■ Assignment
Locate every line in the records below that contains the word "pixel", and copy each one.

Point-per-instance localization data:
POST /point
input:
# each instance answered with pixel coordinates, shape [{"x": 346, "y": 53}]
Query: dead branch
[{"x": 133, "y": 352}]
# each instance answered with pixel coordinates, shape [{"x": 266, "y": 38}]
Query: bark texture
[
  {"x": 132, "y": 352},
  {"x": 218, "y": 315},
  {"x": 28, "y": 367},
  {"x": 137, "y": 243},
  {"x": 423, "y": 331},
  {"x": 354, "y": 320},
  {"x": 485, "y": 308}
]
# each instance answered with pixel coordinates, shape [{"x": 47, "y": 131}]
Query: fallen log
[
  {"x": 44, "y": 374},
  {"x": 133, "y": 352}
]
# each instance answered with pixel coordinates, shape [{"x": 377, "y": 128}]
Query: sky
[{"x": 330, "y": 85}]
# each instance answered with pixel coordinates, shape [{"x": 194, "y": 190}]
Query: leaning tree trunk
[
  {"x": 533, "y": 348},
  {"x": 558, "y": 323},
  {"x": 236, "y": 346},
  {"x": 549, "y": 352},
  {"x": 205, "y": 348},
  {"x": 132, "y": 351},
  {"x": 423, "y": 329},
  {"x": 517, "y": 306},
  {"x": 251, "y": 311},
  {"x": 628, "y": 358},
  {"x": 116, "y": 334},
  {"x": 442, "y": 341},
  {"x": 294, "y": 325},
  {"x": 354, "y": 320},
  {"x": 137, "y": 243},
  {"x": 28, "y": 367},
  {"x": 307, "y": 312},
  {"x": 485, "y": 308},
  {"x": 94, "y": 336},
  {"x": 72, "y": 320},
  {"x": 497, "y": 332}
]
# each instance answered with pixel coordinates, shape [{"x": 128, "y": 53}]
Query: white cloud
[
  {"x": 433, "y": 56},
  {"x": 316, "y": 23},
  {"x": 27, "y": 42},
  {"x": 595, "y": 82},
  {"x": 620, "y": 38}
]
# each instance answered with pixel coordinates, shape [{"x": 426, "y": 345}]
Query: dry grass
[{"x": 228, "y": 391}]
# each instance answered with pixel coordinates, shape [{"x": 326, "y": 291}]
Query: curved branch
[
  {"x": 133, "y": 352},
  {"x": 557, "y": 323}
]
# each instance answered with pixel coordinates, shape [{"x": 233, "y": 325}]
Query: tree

■ Result for this task
# each instance answered with pixel coordinates, shape [{"x": 346, "y": 53}]
# each instance answered with pixel coordinates, shape [{"x": 266, "y": 38}]
# each instance answered with pixel coordinates, shape [{"x": 47, "y": 131}]
# each instance answered with pixel coordinates, shape [{"x": 377, "y": 128}]
# each instance answered with pixel coordinates, shape [{"x": 194, "y": 190}]
# each instance answered with pixel coordinates, shape [{"x": 128, "y": 53}]
# each instance answered with pixel coordinates, shape [{"x": 426, "y": 345}]
# each instance answered with pixel coordinates, shape [{"x": 326, "y": 291}]
# each instance answered with pixel coordinates, shape [{"x": 233, "y": 325}]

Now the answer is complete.